**Exercise:** Write each entry out again, exactly as it is written.

**Data in this exercise:**
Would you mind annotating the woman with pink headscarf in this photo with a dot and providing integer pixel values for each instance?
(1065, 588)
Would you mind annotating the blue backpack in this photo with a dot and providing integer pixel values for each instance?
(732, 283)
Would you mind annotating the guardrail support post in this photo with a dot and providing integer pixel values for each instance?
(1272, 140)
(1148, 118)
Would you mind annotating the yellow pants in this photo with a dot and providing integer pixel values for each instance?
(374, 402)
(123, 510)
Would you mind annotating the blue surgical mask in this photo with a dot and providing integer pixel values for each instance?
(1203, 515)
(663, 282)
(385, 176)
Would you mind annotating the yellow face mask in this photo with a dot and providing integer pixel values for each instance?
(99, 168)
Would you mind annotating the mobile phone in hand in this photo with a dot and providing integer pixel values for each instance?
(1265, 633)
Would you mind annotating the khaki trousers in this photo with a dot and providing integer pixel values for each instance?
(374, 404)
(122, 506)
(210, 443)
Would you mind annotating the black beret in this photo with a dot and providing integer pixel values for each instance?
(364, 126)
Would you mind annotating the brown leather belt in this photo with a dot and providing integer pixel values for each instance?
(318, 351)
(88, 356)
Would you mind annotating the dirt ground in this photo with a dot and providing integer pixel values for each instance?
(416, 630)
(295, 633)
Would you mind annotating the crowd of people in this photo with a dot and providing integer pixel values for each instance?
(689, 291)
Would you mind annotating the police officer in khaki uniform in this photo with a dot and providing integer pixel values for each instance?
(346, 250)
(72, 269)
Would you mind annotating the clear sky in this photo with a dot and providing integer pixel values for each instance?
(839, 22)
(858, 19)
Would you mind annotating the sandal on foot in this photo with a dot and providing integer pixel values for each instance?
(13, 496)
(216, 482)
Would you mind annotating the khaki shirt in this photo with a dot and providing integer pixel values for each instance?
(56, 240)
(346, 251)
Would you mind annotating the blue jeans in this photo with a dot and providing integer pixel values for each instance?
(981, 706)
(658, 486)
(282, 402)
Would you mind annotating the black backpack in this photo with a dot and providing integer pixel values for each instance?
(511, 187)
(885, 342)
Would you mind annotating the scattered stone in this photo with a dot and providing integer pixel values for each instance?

**Output:**
Would you mind annotating the woman with pink headscarf in this photo with a dot and providing integer pixel values for each instance?
(1065, 588)
Would you mind annotating the blue backpack in this photo with a dot and providing integer pixel values for each instance?
(732, 283)
Would you mind annotating the guardrail support post in this photo with a dot and providing integer pixel values for each instance?
(1272, 140)
(1148, 118)
Would you mind annotating the yellow pants in this photo with a dot and providing integer pixel values for each instance?
(374, 402)
(123, 510)
Would you mind annotating the blue surgical mask in this photo with a dot and providing integer pixel values for each instance?
(1203, 515)
(663, 282)
(385, 176)
Would you mind annotating the yellow face mask in this photo with a dot and providing integer pixel values for each instance?
(99, 168)
Would you mind annotating the mobile phone in hand in this photo with a dot and providing integer pixel values for each instance?
(1265, 633)
Would you mind annotating the khaki trousers in this photo with a dot and providing integer pixel values for each instance?
(374, 404)
(122, 506)
(210, 443)
Would you mind annotating the black beret in this photo with a dot and providing integer pixel values for each instance?
(364, 126)
Would you mind annotating the brown leather belt in this photo with a dot and providing integer pixel values for each instance?
(318, 351)
(88, 356)
Would you mind annotating the dirt ground in this photo with a dot and providing integer pixel values for each instance?
(416, 630)
(295, 633)
Would you mind annotating the crowd of people in this photo with a dot and providing integer pixel values for each instance?
(689, 291)
Would you mind annotating the police officer in khaki uniform in this photo with a dot and providing integer pixel values for each instance?
(346, 250)
(72, 269)
Would you mind annotating the clear sky in this photo with a dot and providing integer pixel values for each instance?
(839, 22)
(858, 19)
Would you mind annotating the sandal on foot in this photo with a dot and providing integer pixel values for each instance?
(13, 496)
(216, 482)
Would you mind annotating the khaki shirt in this photo with a dot and providing integer pixel values for each instance?
(56, 240)
(346, 251)
Would you mind annotating the blue jeans in this photo with a dot and providing integer pixel values for each instance?
(981, 706)
(658, 486)
(282, 402)
Would you mind annotating the black backpack in this photo with a dot and providing integer pixel values for each instance?
(511, 187)
(885, 342)
Would you mind annotating the scattered stone in this photo with a dot and providing integer pixel values for each instance?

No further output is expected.